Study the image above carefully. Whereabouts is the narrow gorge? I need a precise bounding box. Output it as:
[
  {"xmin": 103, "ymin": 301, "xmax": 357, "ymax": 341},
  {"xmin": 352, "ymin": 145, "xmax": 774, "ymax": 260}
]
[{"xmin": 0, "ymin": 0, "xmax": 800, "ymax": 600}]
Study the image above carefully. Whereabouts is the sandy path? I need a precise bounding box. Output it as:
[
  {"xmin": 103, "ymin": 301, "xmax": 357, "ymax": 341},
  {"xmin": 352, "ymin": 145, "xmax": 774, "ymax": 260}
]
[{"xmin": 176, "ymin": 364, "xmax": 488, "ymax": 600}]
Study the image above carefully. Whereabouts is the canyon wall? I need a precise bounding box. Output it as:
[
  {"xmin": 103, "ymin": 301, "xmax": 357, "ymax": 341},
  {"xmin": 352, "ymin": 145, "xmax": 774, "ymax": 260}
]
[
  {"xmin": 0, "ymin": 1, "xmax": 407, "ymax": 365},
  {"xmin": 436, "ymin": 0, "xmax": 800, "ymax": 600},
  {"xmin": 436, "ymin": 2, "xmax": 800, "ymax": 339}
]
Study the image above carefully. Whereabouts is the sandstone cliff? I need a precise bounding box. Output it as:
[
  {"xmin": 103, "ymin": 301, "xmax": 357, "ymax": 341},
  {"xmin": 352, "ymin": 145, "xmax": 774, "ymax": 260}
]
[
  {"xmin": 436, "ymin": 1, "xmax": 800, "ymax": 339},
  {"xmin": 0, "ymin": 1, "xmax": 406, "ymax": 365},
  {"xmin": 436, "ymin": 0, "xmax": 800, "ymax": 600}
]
----------
Could you recast every line of the items above as a Markdown table with the columns Row and Line, numbering each row and leaving out blank lines?

| Row | Line |
|---|---|
| 1 | Study the image above carefully. Whereabouts is the narrow gorge? I need a precise bounding box. Output it as: |
| 2 | [ |
| 3 |   {"xmin": 103, "ymin": 301, "xmax": 357, "ymax": 341}, |
| 4 |   {"xmin": 352, "ymin": 145, "xmax": 774, "ymax": 260} |
| 5 | ] |
| 6 | [{"xmin": 0, "ymin": 0, "xmax": 800, "ymax": 600}] |
| 7 | Study the image above carefully. Whereabouts is the sandy path? I need a precise bounding box. Output it as: |
| 8 | [ |
| 9 |   {"xmin": 103, "ymin": 301, "xmax": 357, "ymax": 341}, |
| 10 |   {"xmin": 352, "ymin": 145, "xmax": 774, "ymax": 260} |
| 11 | ] |
| 12 | [{"xmin": 176, "ymin": 364, "xmax": 488, "ymax": 600}] |
| 13 | Study the image above carefully. Whereabouts is the canyon wall? I need a precise bounding box. Output it as: |
| 14 | [ |
| 15 |   {"xmin": 103, "ymin": 301, "xmax": 357, "ymax": 341}, |
| 16 |   {"xmin": 352, "ymin": 145, "xmax": 774, "ymax": 260} |
| 17 | ] |
| 18 | [ |
| 19 |   {"xmin": 0, "ymin": 1, "xmax": 407, "ymax": 365}, |
| 20 |   {"xmin": 436, "ymin": 0, "xmax": 800, "ymax": 600}, |
| 21 |   {"xmin": 436, "ymin": 2, "xmax": 800, "ymax": 339} |
| 22 | ] |
| 23 | Study the image above carefully. Whereabouts is the sandstone cliff? I need a precise bounding box. Output it as: |
| 24 | [ |
| 25 |   {"xmin": 103, "ymin": 301, "xmax": 357, "ymax": 341}, |
| 26 |   {"xmin": 352, "ymin": 145, "xmax": 774, "ymax": 260} |
| 27 | ] |
| 28 | [ |
| 29 |   {"xmin": 436, "ymin": 1, "xmax": 800, "ymax": 339}, |
| 30 |   {"xmin": 0, "ymin": 1, "xmax": 406, "ymax": 365}, |
| 31 |   {"xmin": 436, "ymin": 0, "xmax": 800, "ymax": 600} |
| 32 | ] |